── TASK DATA ──

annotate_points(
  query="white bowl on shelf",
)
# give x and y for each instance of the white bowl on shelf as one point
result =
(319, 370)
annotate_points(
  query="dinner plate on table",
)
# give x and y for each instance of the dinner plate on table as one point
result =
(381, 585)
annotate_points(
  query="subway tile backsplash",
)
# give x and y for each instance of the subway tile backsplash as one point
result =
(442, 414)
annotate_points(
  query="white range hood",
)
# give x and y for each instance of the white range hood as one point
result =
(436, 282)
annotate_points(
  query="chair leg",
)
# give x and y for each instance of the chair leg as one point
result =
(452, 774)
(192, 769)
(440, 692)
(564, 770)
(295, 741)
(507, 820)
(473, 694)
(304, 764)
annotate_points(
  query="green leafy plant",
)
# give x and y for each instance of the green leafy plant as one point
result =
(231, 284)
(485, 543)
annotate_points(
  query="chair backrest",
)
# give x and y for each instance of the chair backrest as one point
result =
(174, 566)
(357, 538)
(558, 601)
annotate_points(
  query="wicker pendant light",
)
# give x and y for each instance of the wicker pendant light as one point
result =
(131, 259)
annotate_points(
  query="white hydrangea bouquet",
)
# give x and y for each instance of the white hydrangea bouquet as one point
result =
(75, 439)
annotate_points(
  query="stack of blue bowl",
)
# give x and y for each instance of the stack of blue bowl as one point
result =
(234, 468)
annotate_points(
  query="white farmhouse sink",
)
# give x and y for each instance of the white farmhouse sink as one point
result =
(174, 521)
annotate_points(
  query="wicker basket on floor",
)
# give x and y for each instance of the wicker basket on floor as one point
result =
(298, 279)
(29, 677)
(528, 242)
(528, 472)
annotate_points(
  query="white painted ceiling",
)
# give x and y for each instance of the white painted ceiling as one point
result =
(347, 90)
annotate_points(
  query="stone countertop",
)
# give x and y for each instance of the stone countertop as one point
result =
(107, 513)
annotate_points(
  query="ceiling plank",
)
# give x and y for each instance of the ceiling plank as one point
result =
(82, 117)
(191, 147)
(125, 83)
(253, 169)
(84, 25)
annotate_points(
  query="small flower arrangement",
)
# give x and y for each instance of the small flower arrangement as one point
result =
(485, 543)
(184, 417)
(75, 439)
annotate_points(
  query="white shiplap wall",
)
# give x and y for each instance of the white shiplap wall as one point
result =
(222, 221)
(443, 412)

───

REQUEST
Print the records above in full, exactly.

EXPECTED OUTPUT
annotate_points(
  query="white bowl on shelf",
)
# give x and y for each instance of the white bowl on shelf as one point
result =
(319, 370)
annotate_points(
  query="dinner plate on table",
)
# give x and y for each instance of the dinner plate on table as one point
result =
(381, 585)
annotate_points(
  query="subway tile backsplash",
)
# give x and y for each instance of the subway tile backsplash as one point
result =
(442, 414)
annotate_points(
  query="white range hood",
)
# give x and y for each instance of the white range hood as one point
result =
(436, 282)
annotate_points(
  query="chair leg",
)
# give x and y for each instance of the chair leg as one point
result =
(452, 774)
(192, 769)
(440, 692)
(564, 770)
(295, 741)
(507, 820)
(473, 694)
(304, 764)
annotate_points(
  query="green leafy plant",
)
# give x and y for each instance of the green leafy plant as one point
result =
(231, 284)
(485, 543)
annotate_points(
  query="chair backrest",
)
# give x and y for each instance of the chair backrest as one point
result =
(174, 566)
(357, 538)
(558, 601)
annotate_points(
  query="wicker pendant light",
)
# give x and y for each instance of the wicker pendant light as one point
result =
(131, 259)
annotate_points(
  query="white hydrangea bouquet",
)
# give x and y for each instance of the white hydrangea bouquet as one point
result =
(75, 439)
annotate_points(
  query="stack of blue bowl",
)
# give x and y for each instance of the stack of blue bowl as one point
result =
(234, 468)
annotate_points(
  query="white farmhouse sink",
)
# give x and y for each instance of the white farmhouse sink as one point
result =
(174, 521)
annotate_points(
  query="wicker basket on floor",
)
# give x and y for each instance of the wicker basket on floor as one point
result =
(298, 279)
(29, 677)
(528, 242)
(528, 472)
annotate_points(
  query="white painted ceiling",
)
# give x and y for each instance of the white painted ceiling as one point
result =
(347, 90)
annotate_points(
  query="stone countertop",
)
# give x and y for each instance of the stone countertop as one point
result =
(107, 513)
annotate_points(
  query="ceiling plank",
)
# give x and y for each instance of the ceiling plank as one point
result =
(82, 117)
(191, 147)
(125, 83)
(253, 169)
(84, 25)
annotate_points(
  query="small flower arrangement",
)
# give x and y for each instance of the small flower arrangement as one point
result =
(485, 543)
(184, 417)
(75, 439)
annotate_points(
  query="white shiplap wall",
)
# give x and y for each instance of the white shiplap wall as one point
result =
(222, 221)
(443, 412)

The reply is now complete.